> **Tekstfragment**
——

Dit betekent dat onder meer artikel 153, van de Wet op het primair onderwijs als volgt wordt gewijzigd:

In het eerste lid, eerste volzin, wordt ”gedurende 2 achtereenvolgende schooljaren of in het eerste en derde schooljaar van 3 achtereenvolgende schooljaren” vervangen door ”gedurende 3 achtereenvolgende schooljaren”.

Ook artikel 158, eerste lid, eerste volzin van de wet wordt in die zin gewijzigd dat er alleen nog maar sprake is van de beëindiging van de bekostiging dan wel de opheffing van een nevenvestiging als de nevenvestiging gedurende drie achtereenvolgende schooljaren op de teldatum 1 oktober niet heeft voldaan of geacht wordt niet te hebben voldaan aan een van de voorwaarden genoemd onder a tot en met e van dat artikel.

——

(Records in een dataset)

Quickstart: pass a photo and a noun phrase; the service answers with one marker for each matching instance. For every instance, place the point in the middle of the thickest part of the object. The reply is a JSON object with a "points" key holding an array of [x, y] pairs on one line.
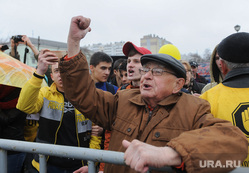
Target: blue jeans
{"points": [[15, 162]]}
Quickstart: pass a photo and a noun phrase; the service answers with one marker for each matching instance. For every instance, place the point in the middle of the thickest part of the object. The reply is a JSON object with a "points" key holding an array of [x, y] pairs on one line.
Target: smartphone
{"points": [[59, 53], [4, 47]]}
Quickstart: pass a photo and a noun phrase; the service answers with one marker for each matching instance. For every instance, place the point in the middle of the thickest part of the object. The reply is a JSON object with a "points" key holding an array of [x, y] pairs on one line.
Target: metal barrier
{"points": [[92, 155]]}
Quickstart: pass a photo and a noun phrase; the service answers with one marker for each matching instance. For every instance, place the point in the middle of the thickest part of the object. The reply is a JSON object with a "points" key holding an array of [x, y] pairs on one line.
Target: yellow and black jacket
{"points": [[50, 105], [229, 101]]}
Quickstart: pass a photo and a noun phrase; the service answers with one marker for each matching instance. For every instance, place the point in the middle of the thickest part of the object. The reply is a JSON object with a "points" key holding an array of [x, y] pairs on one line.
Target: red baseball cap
{"points": [[128, 45]]}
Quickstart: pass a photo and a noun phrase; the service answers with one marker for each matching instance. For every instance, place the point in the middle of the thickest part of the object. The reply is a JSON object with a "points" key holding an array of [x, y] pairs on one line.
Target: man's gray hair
{"points": [[232, 65]]}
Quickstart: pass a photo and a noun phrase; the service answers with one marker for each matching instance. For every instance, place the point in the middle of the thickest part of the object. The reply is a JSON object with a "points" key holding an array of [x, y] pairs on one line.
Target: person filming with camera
{"points": [[21, 39]]}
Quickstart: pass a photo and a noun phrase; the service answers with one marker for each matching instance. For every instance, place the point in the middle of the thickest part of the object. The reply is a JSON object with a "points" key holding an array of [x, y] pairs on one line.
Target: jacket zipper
{"points": [[149, 118]]}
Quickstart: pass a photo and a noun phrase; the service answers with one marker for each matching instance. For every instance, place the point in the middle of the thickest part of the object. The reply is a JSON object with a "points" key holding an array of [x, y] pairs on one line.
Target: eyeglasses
{"points": [[154, 71]]}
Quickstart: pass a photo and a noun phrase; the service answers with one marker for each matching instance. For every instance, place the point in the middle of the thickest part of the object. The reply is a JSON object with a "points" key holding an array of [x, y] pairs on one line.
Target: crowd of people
{"points": [[156, 108]]}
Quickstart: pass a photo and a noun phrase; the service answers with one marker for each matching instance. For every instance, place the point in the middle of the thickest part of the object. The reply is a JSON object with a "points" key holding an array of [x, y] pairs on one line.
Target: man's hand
{"points": [[97, 130], [45, 59], [140, 156], [78, 29], [83, 169]]}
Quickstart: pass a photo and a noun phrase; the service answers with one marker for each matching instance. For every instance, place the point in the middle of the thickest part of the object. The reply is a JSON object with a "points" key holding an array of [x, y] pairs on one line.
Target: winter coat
{"points": [[180, 121]]}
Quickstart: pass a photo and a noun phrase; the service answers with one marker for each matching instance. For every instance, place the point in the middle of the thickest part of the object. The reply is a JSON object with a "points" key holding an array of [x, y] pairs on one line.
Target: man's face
{"points": [[101, 72], [123, 77], [156, 88], [133, 66], [56, 77]]}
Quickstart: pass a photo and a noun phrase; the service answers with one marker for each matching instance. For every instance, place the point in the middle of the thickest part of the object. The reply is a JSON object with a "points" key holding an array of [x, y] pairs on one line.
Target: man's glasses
{"points": [[154, 71]]}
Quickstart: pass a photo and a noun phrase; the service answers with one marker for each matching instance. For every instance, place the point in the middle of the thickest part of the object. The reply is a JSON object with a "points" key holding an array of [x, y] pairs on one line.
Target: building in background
{"points": [[153, 42]]}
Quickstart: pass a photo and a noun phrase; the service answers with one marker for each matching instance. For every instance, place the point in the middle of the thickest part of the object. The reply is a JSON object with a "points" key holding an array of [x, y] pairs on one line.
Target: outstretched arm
{"points": [[79, 27], [140, 156]]}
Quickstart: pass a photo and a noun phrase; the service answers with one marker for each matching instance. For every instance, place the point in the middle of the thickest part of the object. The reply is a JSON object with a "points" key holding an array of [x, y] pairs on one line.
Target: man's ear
{"points": [[179, 83], [91, 68]]}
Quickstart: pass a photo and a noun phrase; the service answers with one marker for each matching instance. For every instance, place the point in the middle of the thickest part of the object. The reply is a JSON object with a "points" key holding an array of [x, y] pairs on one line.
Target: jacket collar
{"points": [[172, 99], [237, 78]]}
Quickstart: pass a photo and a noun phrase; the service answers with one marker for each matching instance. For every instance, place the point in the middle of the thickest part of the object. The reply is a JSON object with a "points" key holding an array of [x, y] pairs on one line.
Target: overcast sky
{"points": [[191, 25]]}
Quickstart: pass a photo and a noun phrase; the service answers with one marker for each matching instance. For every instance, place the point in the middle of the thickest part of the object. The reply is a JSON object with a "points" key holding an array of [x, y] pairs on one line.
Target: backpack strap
{"points": [[110, 88]]}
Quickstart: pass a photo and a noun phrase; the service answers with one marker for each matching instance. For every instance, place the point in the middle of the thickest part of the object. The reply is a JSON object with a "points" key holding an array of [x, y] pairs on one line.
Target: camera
{"points": [[17, 38], [4, 47]]}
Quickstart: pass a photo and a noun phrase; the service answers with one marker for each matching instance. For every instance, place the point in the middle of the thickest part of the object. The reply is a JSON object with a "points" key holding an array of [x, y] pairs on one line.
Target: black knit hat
{"points": [[173, 63], [235, 48]]}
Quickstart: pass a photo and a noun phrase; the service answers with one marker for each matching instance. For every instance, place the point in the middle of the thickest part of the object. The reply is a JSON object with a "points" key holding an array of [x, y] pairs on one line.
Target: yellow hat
{"points": [[171, 50]]}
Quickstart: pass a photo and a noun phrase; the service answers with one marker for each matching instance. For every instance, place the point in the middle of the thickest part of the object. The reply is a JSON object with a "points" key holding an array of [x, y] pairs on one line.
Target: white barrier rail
{"points": [[92, 155]]}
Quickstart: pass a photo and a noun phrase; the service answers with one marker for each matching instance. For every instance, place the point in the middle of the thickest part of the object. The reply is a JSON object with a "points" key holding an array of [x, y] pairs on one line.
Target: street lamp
{"points": [[237, 28]]}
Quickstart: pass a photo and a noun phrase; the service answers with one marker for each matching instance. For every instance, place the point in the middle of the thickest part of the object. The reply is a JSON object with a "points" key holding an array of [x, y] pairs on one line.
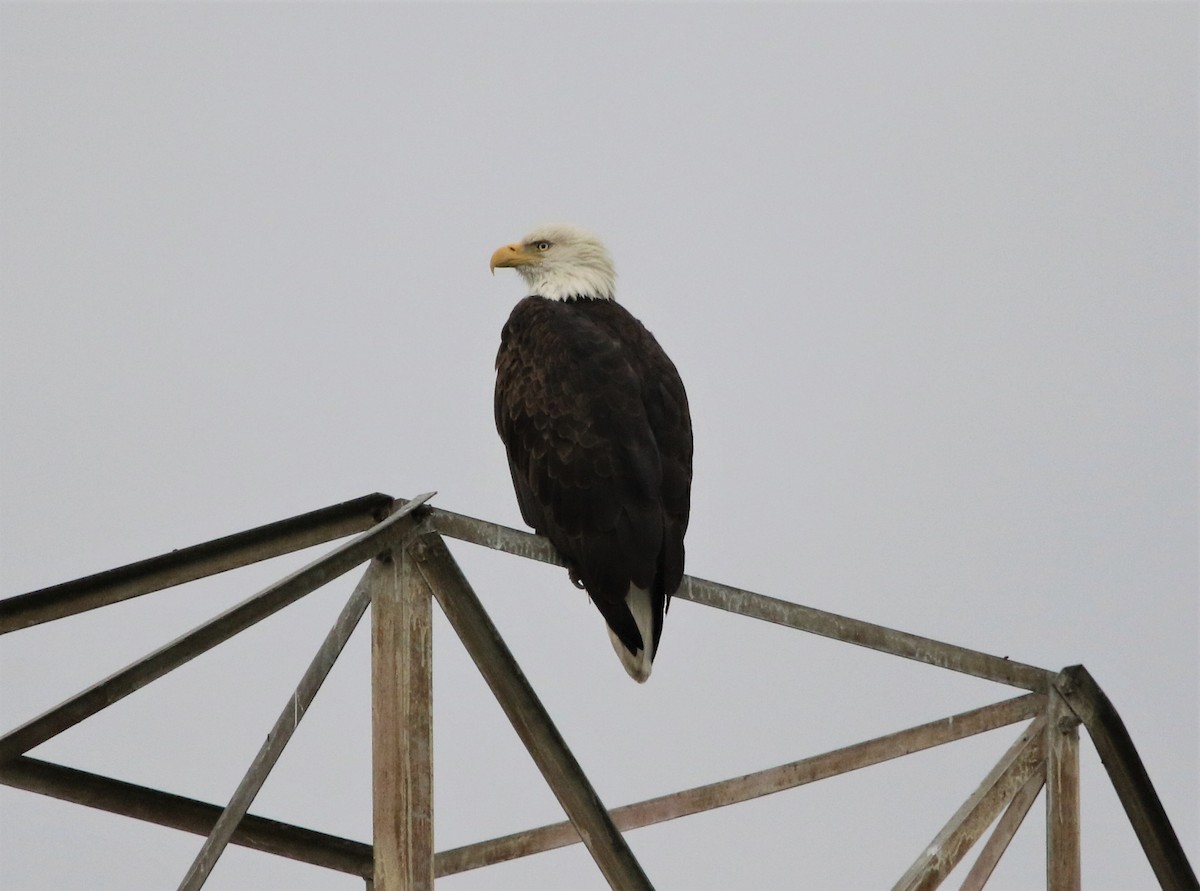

——

> **Opdracht**
Stemmen de volgende uitspraken overeen met het tekstfragment over de Wet op het primair onderwijs? Beantwoord elke uitspraak met ja of nee en citeer de beslissende woorden letterlijk. (a) Na de wijziging van artikel 153 geldt een periode van drie achtereenvolgende schooljaren. (b) De genoemde teldatum is 1 januari. (c) De wijziging van artikel 158 betreft het tweede lid.

> **Antwoord**
(a) Ja: "gedurende 3 achtereenvolgende schooljaren"
(b) Nee: "op de teldatum 1 oktober"
(c) Nee: "artikel 158, eerste lid, eerste volzin"